SELECTED PASSAGE:
+++++

LLaMA-Omni: Real-Time Modular Speech AI

• LLaMA-Omni is a family of modular speech-language models designed for end-to-end, low-latency speech interaction with direct speech-to-speech capability.
• It integrates pretrained speech encoders, lightweight adaptors, and frozen LLM backbones with a streaming decoder to enable sub-second response times.
• LLaMA-Omni 2 scales from 0.5B to 14B parameters and demonstrates competitive ASR-WER and latency performance, advancing real-time conversational AI.

LLaMA-Omni is a family of end-to-end modular speech-LLMs (SpeechLMs) designed for real-time, low-latency, and high-quality spoken interaction with LLMs. Progressing from the original LLaMA-Omni, built atop Llama-3.1-8B-Instruct, to LLaMA-Omni 2, which leverages Qwen2.5-Instruct architectures and supports model sizes from 0.5B to 14B parameters, these systems are distinguished by direct speech-to-speech capability, synchronous streaming inference, and competitive conversational performance using only modestly sized training corpora (Fang et al., 2024, Fang et al., 5 May 2025).

1. Model Family Overview and Objectives

LLaMA-Omni and its successor, LLaMA-Omni 2, are engineered to facilitate seamless and efficient audio-based conversational agents. Unlike traditional cascaded ASR→LLM→TTS systems, both iterations process speech input and emit both text and speech responses in a unified, streaming fashion. Key innovations include modularity — integrating pretrained speech encoders (Whisper-large-v3), lightweight trainable adaptors, frozen open-source LLM backbones (Llama-3.1-8B-Instruct, Qwen2.5-Instruct of varying sizes), and streaming speech decoders that obviate the need for intermediate speech transcription. LLaMA-Omni models are designed for user-facing, low-latency interaction with sub-second end-to-end latency and robust real-time performance on spoken language comprehension and generation benchmarks (Fang et al., 2024, Fang et al., 5 May 2025).

2. Architecture and Inference Design

LLaMA-Omni employs the following sequential modules:

• Speech Encoder ($\mathcal E$): A frozen Whisper-large-v3 encoder transforms raw waveform $X^S$ to a sequence of hidden states $H=[h_1, ..., h_N]$.
• Speech Adaptor ($\mathcal A$): Down-samples $H$ by concatenating every $k$ frames ($k=5$), followed by a two-layer linear MLP with ReLU activations: $$S = \mathcal{A}(H) = \mathrm{Linear}_2(\mathrm{ReLU}(\mathrm{Linear}_1(H')))$$, where $H' = \mathrm{DownSample}(H)$ has length $\lfloor N/k \rfloor$.

+++++

STORED DATA:
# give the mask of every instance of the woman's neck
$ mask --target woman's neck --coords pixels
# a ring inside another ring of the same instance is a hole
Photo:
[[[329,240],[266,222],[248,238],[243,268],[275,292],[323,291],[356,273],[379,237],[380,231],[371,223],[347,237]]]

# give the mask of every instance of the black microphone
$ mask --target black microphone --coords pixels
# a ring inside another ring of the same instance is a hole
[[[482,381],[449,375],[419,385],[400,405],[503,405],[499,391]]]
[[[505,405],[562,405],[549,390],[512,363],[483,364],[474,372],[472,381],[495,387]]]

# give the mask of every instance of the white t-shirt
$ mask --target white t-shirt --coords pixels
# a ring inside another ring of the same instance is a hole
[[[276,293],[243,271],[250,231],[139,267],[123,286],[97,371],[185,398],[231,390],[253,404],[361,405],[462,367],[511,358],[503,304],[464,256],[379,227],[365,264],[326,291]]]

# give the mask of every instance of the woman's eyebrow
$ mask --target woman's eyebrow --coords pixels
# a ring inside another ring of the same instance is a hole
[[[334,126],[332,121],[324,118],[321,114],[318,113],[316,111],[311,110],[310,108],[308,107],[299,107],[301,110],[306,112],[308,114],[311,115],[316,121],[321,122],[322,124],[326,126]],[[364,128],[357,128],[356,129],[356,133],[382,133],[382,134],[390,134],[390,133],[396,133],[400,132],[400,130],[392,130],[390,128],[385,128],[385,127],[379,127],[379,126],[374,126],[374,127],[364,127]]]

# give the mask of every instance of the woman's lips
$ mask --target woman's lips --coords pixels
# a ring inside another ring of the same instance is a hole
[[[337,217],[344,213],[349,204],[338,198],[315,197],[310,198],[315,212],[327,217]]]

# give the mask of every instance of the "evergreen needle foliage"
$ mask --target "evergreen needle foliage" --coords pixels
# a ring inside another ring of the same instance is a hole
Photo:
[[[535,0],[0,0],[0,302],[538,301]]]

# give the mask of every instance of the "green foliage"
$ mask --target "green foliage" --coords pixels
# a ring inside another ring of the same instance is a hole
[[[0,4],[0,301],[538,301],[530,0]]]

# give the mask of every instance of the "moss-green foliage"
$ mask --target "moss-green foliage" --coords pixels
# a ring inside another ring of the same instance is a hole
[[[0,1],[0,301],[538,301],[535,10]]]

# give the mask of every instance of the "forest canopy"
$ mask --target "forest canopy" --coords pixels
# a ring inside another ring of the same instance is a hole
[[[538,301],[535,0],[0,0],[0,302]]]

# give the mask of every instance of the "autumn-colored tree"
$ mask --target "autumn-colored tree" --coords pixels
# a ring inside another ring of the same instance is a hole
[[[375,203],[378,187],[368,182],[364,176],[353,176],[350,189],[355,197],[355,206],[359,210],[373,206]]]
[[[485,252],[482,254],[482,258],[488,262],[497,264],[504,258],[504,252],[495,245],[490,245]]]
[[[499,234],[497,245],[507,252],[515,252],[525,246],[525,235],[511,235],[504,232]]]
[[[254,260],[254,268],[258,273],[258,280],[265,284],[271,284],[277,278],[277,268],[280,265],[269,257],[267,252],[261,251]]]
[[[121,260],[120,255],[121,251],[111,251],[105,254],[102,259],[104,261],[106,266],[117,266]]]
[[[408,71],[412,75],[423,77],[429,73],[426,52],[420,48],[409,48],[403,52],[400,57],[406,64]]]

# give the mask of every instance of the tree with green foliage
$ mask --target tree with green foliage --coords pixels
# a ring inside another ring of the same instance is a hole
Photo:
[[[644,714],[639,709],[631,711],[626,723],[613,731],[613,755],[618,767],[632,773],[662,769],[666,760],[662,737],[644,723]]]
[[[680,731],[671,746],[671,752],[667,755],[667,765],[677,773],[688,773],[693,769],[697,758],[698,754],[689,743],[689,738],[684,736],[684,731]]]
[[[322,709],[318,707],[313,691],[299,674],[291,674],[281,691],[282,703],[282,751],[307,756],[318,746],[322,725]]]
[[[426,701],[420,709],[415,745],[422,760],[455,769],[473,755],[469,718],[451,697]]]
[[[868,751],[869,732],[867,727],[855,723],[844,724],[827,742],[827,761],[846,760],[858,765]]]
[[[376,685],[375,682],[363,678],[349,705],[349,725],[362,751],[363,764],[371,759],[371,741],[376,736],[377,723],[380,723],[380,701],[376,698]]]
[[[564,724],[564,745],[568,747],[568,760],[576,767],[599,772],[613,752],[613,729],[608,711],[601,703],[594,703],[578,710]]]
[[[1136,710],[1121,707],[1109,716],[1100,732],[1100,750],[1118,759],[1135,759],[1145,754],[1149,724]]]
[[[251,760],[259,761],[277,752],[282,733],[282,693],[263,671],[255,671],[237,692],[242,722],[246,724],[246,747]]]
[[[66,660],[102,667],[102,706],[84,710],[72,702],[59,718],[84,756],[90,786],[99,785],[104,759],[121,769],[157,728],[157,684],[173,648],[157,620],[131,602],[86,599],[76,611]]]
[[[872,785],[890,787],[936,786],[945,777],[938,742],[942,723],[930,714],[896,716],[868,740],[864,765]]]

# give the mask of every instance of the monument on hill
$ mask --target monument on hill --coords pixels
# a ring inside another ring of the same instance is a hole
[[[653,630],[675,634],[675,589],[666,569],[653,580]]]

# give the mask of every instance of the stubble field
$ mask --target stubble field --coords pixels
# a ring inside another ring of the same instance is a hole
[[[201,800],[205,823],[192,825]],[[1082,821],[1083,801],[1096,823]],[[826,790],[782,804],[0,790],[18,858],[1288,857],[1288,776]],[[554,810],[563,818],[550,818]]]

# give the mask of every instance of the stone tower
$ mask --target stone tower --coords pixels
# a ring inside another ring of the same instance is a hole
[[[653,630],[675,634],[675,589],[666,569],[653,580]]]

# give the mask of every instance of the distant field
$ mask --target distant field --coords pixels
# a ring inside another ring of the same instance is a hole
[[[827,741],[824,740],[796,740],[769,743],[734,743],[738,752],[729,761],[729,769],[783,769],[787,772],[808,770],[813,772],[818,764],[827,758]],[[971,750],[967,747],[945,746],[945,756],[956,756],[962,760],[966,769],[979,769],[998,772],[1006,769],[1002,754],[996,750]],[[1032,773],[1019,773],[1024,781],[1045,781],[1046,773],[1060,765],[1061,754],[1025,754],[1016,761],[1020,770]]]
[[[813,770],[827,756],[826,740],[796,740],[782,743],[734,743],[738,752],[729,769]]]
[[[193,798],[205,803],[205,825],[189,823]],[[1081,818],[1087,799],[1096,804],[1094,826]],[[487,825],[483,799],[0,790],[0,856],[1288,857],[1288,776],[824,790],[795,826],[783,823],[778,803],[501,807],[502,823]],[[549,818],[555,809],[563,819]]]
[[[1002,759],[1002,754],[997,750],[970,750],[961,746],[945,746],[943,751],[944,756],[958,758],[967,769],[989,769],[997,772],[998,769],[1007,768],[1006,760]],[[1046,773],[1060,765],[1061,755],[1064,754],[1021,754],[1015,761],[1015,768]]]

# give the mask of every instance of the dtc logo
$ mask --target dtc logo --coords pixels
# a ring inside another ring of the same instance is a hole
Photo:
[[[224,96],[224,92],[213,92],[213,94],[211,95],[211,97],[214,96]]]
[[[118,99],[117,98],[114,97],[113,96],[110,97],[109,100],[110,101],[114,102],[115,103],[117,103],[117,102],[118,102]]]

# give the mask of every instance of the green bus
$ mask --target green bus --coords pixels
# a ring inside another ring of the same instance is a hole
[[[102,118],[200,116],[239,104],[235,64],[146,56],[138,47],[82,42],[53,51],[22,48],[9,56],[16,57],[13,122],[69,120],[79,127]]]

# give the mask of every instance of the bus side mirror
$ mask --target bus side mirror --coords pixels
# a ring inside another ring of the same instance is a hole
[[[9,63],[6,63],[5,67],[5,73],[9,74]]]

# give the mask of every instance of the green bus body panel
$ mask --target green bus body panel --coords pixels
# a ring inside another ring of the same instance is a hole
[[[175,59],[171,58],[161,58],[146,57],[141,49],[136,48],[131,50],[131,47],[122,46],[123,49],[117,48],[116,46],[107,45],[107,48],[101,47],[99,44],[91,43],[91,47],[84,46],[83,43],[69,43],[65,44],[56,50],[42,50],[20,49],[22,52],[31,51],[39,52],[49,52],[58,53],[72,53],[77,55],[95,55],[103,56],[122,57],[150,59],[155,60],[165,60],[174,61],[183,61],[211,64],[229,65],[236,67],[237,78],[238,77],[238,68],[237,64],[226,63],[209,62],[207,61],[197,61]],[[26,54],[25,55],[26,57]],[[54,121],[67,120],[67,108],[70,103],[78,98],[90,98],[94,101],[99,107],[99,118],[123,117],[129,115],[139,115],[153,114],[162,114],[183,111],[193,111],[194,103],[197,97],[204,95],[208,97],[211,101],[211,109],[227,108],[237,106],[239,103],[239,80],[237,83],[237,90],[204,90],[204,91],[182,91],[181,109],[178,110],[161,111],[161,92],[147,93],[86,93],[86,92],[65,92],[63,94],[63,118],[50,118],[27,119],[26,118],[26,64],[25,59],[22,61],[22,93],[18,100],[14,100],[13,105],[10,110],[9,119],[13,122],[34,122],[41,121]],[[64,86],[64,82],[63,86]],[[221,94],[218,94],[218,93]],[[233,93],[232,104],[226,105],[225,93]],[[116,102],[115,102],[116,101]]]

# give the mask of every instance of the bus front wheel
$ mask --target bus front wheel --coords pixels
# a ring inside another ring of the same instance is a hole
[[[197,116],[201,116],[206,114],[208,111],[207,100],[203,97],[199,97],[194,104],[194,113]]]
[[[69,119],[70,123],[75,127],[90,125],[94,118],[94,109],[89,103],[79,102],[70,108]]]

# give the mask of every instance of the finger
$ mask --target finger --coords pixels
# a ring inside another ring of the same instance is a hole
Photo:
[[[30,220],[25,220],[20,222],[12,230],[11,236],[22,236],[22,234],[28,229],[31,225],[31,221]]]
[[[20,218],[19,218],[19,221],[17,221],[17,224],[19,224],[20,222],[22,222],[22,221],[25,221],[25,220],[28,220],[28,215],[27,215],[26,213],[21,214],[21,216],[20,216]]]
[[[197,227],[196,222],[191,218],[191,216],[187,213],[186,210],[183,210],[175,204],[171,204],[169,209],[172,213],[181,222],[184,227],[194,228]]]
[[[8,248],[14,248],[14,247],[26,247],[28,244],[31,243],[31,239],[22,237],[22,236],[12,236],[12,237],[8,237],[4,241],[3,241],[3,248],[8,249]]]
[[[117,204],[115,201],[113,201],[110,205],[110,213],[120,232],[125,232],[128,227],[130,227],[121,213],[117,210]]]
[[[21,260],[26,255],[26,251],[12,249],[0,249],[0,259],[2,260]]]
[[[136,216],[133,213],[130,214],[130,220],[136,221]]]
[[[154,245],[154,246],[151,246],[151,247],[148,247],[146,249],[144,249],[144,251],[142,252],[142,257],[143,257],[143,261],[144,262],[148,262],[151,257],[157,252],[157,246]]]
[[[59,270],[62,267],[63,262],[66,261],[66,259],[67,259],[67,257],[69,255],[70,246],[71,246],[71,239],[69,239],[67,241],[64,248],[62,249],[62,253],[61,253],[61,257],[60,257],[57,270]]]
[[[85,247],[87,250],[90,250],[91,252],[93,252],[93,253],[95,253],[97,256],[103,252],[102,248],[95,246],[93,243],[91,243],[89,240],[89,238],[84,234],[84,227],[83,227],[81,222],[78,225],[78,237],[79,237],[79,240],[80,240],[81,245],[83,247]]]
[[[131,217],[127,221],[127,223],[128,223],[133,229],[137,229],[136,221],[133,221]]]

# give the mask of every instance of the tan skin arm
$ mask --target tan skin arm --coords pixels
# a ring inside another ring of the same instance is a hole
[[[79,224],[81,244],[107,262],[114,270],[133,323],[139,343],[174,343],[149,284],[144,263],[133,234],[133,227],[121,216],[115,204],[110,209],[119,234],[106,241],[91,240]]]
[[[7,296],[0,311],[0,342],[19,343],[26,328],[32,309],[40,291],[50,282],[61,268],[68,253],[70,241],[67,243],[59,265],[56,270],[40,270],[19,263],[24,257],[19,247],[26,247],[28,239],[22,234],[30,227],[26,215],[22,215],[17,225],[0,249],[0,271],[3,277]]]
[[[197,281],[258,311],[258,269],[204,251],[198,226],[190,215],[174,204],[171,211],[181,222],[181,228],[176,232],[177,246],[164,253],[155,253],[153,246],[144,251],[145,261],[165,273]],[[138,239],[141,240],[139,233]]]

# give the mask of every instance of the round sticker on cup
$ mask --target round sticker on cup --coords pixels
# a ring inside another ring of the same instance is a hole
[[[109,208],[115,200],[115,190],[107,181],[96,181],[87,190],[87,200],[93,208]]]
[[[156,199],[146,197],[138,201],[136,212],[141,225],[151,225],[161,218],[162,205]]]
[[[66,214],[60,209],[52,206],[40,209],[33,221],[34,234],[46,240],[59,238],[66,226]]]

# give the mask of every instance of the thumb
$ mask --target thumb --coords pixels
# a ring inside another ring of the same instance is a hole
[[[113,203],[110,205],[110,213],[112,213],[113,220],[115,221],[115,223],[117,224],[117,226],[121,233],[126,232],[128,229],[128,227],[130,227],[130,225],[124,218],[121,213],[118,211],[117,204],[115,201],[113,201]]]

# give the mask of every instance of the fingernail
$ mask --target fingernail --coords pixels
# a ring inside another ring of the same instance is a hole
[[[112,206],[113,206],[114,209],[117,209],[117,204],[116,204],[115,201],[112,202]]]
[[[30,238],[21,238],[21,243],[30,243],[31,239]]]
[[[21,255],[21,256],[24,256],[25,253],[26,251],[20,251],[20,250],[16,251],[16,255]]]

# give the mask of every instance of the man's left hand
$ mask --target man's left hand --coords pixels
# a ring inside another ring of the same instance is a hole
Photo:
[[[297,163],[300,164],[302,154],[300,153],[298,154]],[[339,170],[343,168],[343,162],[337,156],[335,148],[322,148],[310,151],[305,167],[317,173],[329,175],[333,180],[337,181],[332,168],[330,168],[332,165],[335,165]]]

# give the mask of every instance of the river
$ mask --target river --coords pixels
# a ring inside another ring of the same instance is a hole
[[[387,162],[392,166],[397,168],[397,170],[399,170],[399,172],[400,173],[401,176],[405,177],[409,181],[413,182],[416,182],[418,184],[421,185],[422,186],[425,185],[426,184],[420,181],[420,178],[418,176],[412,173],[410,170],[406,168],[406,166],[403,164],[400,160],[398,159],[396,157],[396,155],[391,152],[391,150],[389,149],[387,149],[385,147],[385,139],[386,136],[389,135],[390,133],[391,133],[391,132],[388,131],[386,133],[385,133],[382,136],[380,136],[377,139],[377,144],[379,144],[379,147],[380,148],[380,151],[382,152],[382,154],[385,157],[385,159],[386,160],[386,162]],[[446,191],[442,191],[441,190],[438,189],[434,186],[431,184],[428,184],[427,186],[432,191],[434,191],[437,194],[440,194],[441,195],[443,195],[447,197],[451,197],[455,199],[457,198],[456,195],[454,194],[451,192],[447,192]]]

+++++

DIRECTIONS:
[a] According to the LLaMA-Omni overview, what range of model sizes does LLaMA-Omni 2 support?
[b] Reproduce word for word the part of the LLaMA-Omni overview that opens with the words containing "LLaMA-Omni employs the" and closes with "length $\lfloor N/k \rfloor$.".

EXERCISE ANSWERS:
[a] It supports model sizes from 0.5B to 14B parameters.

[b]
LLaMA-Omni employs the following sequential modules:

• Speech Encoder ($\mathcal E$): A frozen Whisper-large-v3 encoder transforms raw waveform $X^S$ to a sequence of hidden states $H=[h_1, ..., h_N]$.
• Speech Adaptor ($\mathcal A$): Down-samples $H$ by concatenating every $k$ frames ($k=5$), followed by a two-layer linear MLP with ReLU activations: $$S = \mathcal{A}(H) = \mathrm{Linear}_2(\mathrm{ReLU}(\mathrm{Linear}_1(H')))$$, where $H' = \mathrm{DownSample}(H)$ has length $\lfloor N/k \rfloor$.